-------- Excerto

À medida que a Bundeswehr enfrenta sérias dificuldades de recrutamento voluntário, o ministro da Defesa, Boris Pistorius, não descarta reintroduzir o serviço militar obrigatório a partir de janeiro de 2026. A medida visa suprir o déficit de 100.000 soldados necessário para atender às obrigações assumidas pela NATO após a invasão da Ucrânia em 2022.
Pressão da aliança e necessidades estratégicas
Desde 2022, a Alemanha comprometeu-se a ampliar significativamente suas capacidades militares. No modelo atual, baseado em alistamento voluntário, as adesões têm sido insuficientes, colocando em risco o cumprimento da meta de pessoal definida pela NATO. O comandante da Divisão de Segurança Interna, Andreas Henne, ressalta que, além de otimizar infraestrutura e equipamentos, é crucial intensificar o ritmo de recrutamento para manter a prontidão operacional.
Novo modelo híbrido e reativação de reservistas
Segundo o plano delineado por Pistorius, o alistamento continuará voluntário inicialmente, mas poderá tornar-se compulsório “se tivermos mais vagas do que inscrições”. O projeto em discussão também inclui a reativação massiva dos reservistas, abordagem destacada pela Associated Press como parte do esforço para reforçar rapidamente o efetivo sem depender apenas de novos recrutas.
Contexto orçamentário e constitucional
Em março de 2025, o Bundestag aprovou uma amenda constitucional (“Schuldenbremse”) que isenta os gastos de defesa acima de 1% do PIB de limites orçamentários e cria um fundo especial de €500 bilhões para infraestrutura e segurança, garantindo recursos ilimitados para equipar e expandir a força militar alemã. Essa manobra, capitaneada pelo chanceler Friedrich Merz (CDU), simboliza ruptura histórica com a austeridade fiscal e sinaliza compromisso de longo prazo com a segurança europeia.
Debate político e repercussões sociais
A proposta gera divisão no governo de coalizão: a CDU/CSU, liderada por Merz, defende vigorosamente o retorno da convocação como “investimento em defesa nacional”, enquanto o SPD, partido de Pistorius, ainda enfatiza o voluntariado e ressalta a importância de oferecer alternativas civis para quem desejar contribuir sem ingressar nas fileiras militares. Analistas apontam que a eventual obrigação de serviço pode reacender discussões sobre liberdade individual, igualdade de tratamento e o papel das Forças Armadas na sociedade alemã.

----------------

§ Tarefas do exercício:
A) No excerto sobre o serviço militar obrigatório na Alemanha, qual é o valor do fundo especial criado pelo Bundestag em março de 2025?
B) Reproduza, do excerto sobre o serviço militar obrigatório na Alemanha, a passagem de "Debate político e" a "na sociedade alemã.".

-------- Excertos de dados

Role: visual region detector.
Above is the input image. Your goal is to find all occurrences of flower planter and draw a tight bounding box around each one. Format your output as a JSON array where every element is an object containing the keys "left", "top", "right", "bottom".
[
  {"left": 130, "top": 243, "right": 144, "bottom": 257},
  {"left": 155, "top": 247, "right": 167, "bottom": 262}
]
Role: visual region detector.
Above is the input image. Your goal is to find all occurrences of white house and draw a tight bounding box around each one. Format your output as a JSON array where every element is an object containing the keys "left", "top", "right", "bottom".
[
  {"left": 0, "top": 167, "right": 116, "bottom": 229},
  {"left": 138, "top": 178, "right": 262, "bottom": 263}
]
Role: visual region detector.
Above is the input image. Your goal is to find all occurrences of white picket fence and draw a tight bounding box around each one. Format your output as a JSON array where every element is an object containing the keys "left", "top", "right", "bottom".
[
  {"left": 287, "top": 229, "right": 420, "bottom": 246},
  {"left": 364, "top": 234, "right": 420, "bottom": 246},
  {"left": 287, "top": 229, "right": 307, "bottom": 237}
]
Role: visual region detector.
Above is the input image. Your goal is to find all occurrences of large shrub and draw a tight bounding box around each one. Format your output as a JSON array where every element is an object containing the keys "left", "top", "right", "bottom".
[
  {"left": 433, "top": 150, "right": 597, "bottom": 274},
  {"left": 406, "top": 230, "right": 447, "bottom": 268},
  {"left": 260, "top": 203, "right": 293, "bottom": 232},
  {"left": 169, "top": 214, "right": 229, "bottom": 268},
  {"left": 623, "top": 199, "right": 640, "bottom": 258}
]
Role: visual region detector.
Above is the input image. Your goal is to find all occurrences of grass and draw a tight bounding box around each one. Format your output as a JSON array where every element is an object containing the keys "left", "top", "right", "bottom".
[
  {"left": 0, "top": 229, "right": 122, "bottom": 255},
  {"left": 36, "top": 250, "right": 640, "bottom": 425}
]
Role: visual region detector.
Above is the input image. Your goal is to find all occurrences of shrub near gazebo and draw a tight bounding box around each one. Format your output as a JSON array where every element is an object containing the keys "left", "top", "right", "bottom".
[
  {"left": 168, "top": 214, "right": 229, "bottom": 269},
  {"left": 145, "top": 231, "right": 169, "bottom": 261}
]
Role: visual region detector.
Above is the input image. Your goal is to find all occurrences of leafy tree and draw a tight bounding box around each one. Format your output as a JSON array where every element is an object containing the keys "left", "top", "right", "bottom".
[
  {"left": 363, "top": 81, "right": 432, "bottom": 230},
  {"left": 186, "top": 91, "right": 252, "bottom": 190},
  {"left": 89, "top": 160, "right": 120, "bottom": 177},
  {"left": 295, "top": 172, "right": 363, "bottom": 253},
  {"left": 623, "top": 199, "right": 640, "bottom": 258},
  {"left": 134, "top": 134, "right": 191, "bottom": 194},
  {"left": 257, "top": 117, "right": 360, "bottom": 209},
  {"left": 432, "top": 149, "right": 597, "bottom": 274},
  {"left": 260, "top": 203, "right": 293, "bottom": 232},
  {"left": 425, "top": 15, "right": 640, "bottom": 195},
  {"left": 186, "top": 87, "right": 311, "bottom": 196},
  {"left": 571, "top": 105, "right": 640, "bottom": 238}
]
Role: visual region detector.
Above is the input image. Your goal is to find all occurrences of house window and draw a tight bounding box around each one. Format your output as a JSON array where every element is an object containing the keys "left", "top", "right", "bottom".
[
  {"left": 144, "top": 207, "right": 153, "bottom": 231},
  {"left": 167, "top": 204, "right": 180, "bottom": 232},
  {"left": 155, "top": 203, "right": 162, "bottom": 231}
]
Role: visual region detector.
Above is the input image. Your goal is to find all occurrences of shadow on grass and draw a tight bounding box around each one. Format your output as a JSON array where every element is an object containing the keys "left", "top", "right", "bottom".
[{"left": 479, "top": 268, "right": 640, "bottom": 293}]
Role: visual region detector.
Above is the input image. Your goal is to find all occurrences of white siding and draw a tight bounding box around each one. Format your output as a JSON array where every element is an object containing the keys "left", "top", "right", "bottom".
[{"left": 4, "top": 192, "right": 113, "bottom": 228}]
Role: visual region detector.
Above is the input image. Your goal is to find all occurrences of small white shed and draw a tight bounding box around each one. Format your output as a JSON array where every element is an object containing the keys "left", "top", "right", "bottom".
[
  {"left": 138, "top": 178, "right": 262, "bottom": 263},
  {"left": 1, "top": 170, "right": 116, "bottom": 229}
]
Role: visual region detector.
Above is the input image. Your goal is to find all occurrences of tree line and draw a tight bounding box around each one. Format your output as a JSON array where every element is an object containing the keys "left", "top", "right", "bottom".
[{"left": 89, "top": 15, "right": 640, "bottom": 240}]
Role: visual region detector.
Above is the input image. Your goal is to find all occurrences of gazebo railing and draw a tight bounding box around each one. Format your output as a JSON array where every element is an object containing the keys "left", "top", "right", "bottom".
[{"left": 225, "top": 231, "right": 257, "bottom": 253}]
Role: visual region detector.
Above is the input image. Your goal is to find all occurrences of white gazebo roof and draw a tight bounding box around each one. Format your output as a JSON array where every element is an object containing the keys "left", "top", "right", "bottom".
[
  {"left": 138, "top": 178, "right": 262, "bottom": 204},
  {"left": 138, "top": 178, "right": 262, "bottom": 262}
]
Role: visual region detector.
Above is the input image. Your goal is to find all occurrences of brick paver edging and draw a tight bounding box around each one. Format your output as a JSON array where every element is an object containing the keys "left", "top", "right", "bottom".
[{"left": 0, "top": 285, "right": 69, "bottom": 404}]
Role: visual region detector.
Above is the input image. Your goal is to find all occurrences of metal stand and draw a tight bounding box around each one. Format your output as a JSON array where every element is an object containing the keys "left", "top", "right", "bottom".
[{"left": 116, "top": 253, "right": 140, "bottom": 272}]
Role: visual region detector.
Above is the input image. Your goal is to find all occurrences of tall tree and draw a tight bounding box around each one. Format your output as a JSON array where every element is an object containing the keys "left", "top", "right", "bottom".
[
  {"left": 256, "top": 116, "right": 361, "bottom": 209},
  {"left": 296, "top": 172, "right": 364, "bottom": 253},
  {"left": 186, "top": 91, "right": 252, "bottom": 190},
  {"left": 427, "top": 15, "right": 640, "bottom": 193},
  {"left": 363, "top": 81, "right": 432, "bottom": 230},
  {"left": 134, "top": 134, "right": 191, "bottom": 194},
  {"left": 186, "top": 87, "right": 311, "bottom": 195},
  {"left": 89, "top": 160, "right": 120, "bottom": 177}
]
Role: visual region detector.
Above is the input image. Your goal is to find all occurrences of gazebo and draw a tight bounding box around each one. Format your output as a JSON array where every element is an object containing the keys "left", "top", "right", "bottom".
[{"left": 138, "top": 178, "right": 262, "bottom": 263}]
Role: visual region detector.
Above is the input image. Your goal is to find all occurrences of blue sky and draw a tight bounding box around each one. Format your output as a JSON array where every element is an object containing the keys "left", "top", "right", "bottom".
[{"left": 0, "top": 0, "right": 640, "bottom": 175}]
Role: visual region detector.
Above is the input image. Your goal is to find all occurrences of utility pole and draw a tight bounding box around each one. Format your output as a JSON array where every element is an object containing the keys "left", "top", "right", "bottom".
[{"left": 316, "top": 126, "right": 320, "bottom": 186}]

----------------

§ Conjunto de respostas:
A) €500 bilhões.

B)
Debate político e repercussões sociais
A proposta gera divisão no governo de coalizão: a CDU/CSU, liderada por Merz, defende vigorosamente o retorno da convocação como “investimento em defesa nacional”, enquanto o SPD, partido de Pistorius, ainda enfatiza o voluntariado e ressalta a importância de oferecer alternativas civis para quem desejar contribuir sem ingressar nas fileiras militares. Analistas apontam que a eventual obrigação de serviço pode reacender discussões sobre liberdade individual, igualdade de tratamento e o papel das Forças Armadas na sociedade alemã.